** begin RECORDS PROVIDED **

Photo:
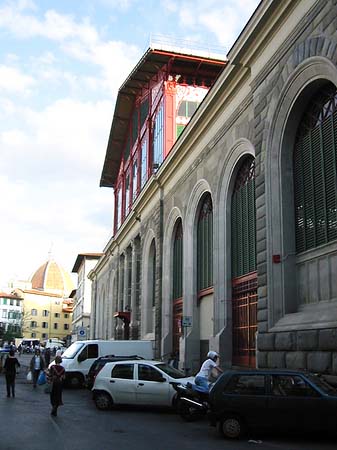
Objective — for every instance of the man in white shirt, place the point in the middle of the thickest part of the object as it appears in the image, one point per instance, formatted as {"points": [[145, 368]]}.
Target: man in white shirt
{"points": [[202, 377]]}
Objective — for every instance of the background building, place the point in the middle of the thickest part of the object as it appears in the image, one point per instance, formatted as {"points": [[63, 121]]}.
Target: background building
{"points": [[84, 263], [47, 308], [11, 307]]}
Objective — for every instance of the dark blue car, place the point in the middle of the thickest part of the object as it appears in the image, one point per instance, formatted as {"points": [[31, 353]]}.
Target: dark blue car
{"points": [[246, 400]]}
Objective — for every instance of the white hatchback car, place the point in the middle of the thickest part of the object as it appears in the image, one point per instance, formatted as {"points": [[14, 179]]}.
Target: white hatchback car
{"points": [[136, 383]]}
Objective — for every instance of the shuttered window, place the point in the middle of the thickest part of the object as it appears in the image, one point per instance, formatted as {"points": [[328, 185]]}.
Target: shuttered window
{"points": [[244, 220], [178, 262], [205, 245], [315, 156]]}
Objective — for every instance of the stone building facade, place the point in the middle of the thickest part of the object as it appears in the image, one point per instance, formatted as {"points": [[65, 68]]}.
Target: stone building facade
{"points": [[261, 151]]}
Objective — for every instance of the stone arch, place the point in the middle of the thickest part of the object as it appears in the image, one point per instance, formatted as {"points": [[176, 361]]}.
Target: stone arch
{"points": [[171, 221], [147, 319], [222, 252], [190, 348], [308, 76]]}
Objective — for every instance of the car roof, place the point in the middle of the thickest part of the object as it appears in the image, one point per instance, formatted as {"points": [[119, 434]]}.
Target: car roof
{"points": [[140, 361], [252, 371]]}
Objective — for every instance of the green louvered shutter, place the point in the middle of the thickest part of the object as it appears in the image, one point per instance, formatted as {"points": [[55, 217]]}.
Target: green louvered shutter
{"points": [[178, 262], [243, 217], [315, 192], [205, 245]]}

** end RECORDS PROVIDED **

▸ TASK GOAL:
Make an exact copy of the records above, with the pictures left out.

▸ TASK ANSWER:
Photo:
Objective — for every instance of the man in white shirt, place the point in the middle of the thickest part of the object as it appears in the image, one point per instance, formatted as {"points": [[145, 368]]}.
Target: man in white shirt
{"points": [[202, 377]]}
Objective — for every instance of the background building, place the point in the middle of the thickest part of the object as it appears in the image, one point per instance, formatted as {"points": [[63, 121]]}.
Target: background building
{"points": [[84, 263], [47, 308], [11, 307]]}
Objective — for every instance of the dark blue car, place the point in the middle of the thickest part of the object as it appears in the image, one point per instance, formatted as {"points": [[31, 353]]}.
Target: dark blue car
{"points": [[246, 400]]}
Objective — for every instance of the white hatchback car, place the point in the middle of the thickest part of the object as it appears in the image, one point per instance, formatted as {"points": [[14, 179]]}.
Target: white hatchback car
{"points": [[136, 383]]}
Objective — for every instance of the shuttered window, place the point in the middle of the thickest part of the object as it appears in the image, one point per instance, formatted as {"points": [[328, 185]]}.
Target: shuttered window
{"points": [[244, 220], [178, 262], [205, 245], [315, 156]]}
Objective — for every instance of the stone building facade, place the point in the middle of the thickest part of the object as it appears in the image, one point per instance, formatted as {"points": [[65, 68]]}.
Target: stone building facade
{"points": [[261, 151]]}
Objective — for every instance of the stone arch, place the point in the middle of the thickest part of the object as it appears in the image, one point per instance, formatted as {"points": [[176, 361]]}.
Target: stone arch
{"points": [[171, 221], [147, 319], [222, 252], [190, 348], [308, 76]]}
Objective — for every instance of the car roof, place the point in the middle of the thickest part of the object as it appears in the image, one point per instance, formatted as {"points": [[119, 434]]}.
Target: car roof
{"points": [[140, 361], [252, 371]]}
Objective — for every instance of the green louvered shutter, place the point in the middle of the thickest part of the object as it appears in the image, one point per instance, formatted as {"points": [[55, 217]]}.
Target: green louvered shutter
{"points": [[178, 262], [243, 217], [315, 192], [205, 245]]}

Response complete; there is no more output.